Using the information
**A.** Answer these questions using the excerpt on decriminalizing sex work in Victoria:
(i) In what year did Aotearoa introduce greater rights and protections for New Zealand nationals?
(ii) What organization does Jules Kim lead as CEO?
(iii) Under which act does Victoria's current system control and monitor sex workers?
**B.** Reproduce a passage from the excerpt on decriminalizing sex work in Victoria, word for word. Begin at the words "Jules Kim, CEO" and stop after "assault at work.".

Excerpt provided
Segment Open

Victoria now has an unprecedented opportunity to improve upon models in other jurisdictions that have not gone far enough to decriminalise or have left glaring omissions. NSW, for example, retained a number of summary offences on the books. While Aotearoa introduced greater rights and protections for New Zealand nationals in 2007, sex work is still criminalised for anyone without citizenship or permanent residence.

Decriminalisation means ensuring that migrant sex workers, including workers on temporary visas, can access industrial rights mechanisms and avenues to justice without fear of arrest or deportation. Migrant sex worker Nada DeCat states, “Compromise on the rights of street-based or migrant sex workers does not constitute decriminalisation”.

Listening to current sex workers

Jules Kim, CEO of Scarlet Alliance, the Australian peak body representing sex workers (whose membership specifically excludes sex industry business owners or operators), says the voices of current sex workers are integral to these debates. Contemporary feminist opposition to decriminalisation of sex work, often termed ‘neo-abolitionist’, strategically frames sex workers as helpless victims or privileged promoters of the industry, steering debate away from current sex worker voices.

Sex workers have argued that abolitionism is, in itself, a form of patriarchal control. The failure to acknowledge sex workers’ agency is out of step with the current proposals (most recently by the NSW Law Reform Commission) to reform sexual consent laws by recognising that sex workers can place boundaries on their consent and can experience sexual assault at work.

The failure of licensing in Victoria

Victoria’s current system focuses on controlling and monitoring sex workers under the Sex Work Act 1994 and other legislation. Licensing is widely shown to create a two-tiered sex industry where only a small percentage of the industry can meet compliance requirements, while the majority of the industry remains illegal.

Segment Closed

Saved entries
Segment Open

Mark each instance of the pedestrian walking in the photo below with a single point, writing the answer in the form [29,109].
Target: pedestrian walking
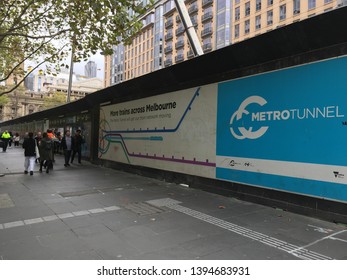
[29,146]
[77,147]
[67,144]
[16,139]
[46,153]
[5,137]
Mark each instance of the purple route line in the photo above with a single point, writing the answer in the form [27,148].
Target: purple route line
[182,160]
[186,161]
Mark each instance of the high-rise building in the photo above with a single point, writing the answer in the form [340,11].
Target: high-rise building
[90,69]
[163,42]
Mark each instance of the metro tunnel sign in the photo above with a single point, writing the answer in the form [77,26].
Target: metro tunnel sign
[285,130]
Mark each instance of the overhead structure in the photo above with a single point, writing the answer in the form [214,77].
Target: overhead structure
[188,26]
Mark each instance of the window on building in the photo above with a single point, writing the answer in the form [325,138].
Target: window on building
[283,12]
[237,31]
[270,17]
[220,19]
[220,37]
[247,25]
[237,13]
[258,5]
[296,7]
[220,4]
[257,22]
[311,4]
[247,9]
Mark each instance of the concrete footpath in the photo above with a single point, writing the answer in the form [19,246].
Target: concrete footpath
[87,212]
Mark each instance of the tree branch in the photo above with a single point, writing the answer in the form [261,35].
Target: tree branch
[37,66]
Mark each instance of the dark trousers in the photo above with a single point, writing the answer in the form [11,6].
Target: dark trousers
[67,154]
[78,151]
[48,164]
[4,145]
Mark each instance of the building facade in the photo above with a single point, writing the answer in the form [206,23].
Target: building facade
[90,69]
[163,42]
[31,98]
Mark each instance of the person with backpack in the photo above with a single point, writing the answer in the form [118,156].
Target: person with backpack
[29,146]
[46,152]
[5,137]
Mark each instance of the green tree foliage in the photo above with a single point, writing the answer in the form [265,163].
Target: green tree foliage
[57,99]
[42,31]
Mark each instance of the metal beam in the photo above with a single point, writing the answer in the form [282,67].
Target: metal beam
[188,26]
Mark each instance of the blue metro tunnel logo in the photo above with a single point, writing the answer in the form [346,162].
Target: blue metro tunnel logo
[242,132]
[243,116]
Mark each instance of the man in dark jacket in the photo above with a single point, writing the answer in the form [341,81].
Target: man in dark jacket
[67,143]
[5,137]
[46,152]
[29,146]
[77,146]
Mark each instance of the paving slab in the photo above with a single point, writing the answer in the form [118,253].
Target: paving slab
[91,212]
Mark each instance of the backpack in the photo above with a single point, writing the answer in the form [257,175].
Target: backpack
[48,145]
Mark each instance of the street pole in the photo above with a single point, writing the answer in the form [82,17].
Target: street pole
[71,72]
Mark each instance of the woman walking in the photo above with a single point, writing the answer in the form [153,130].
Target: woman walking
[46,152]
[29,146]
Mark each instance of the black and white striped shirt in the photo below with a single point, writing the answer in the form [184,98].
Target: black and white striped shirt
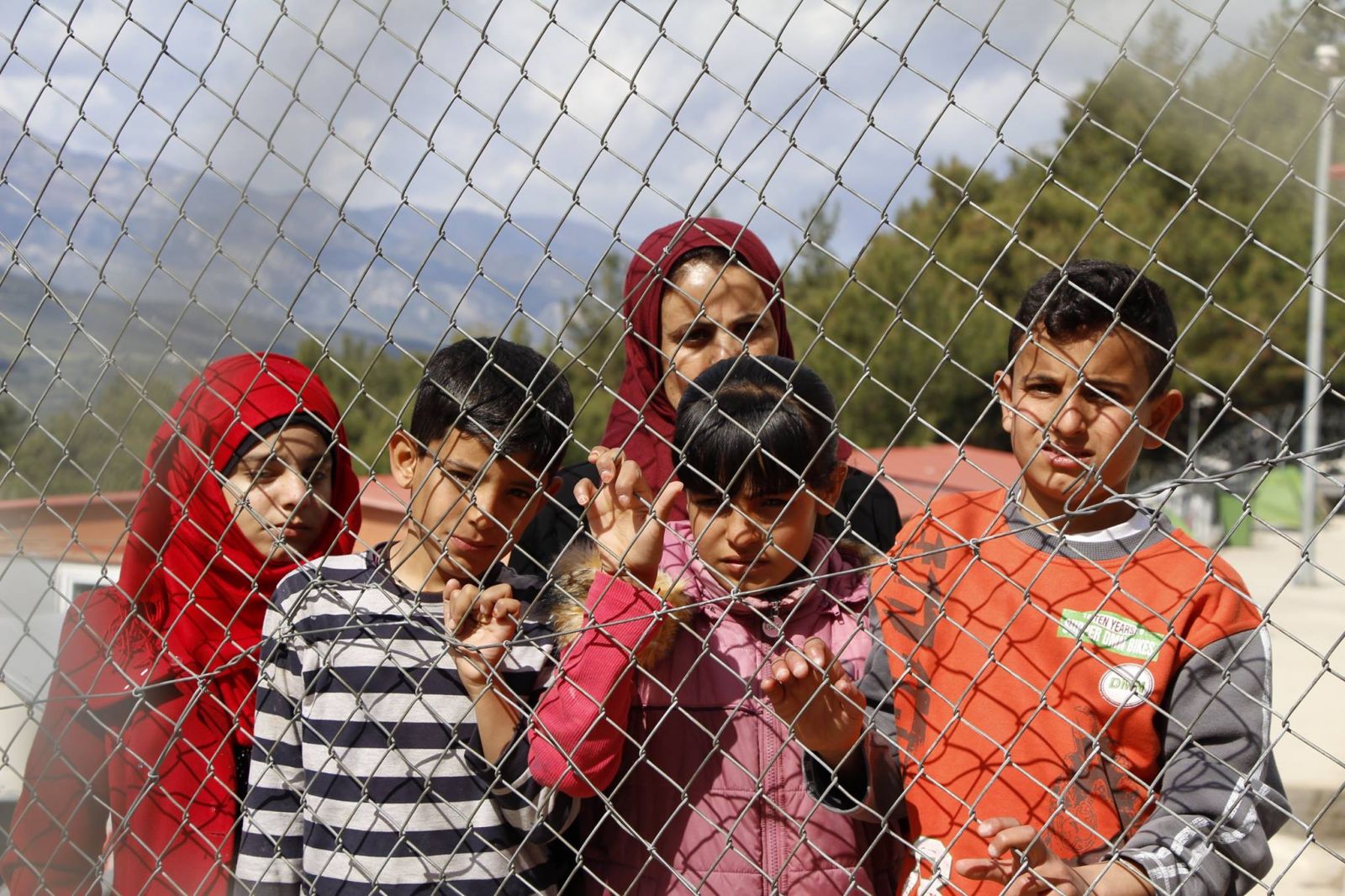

Segment Closed

Solution list
**A.**
(i) 2007
(ii) Scarlet Alliance
(iii) The Sex Work Act 1994

**B.**
Jules Kim, CEO of Scarlet Alliance, the Australian peak body representing sex workers (whose membership specifically excludes sex industry business owners or operators), says the voices of current sex workers are integral to these debates. Contemporary feminist opposition to decriminalisation of sex work, often termed ‘neo-abolitionist’, strategically frames sex workers as helpless victims or privileged promoters of the industry, steering debate away from current sex worker voices.

Sex workers have argued that abolitionism is, in itself, a form of patriarchal control. The failure to acknowledge sex workers’ agency is out of step with the current proposals (most recently by the NSW Law Reform Commission) to reform sexual consent laws by recognising that sex workers can place boundaries on their consent and can experience sexual assault at work.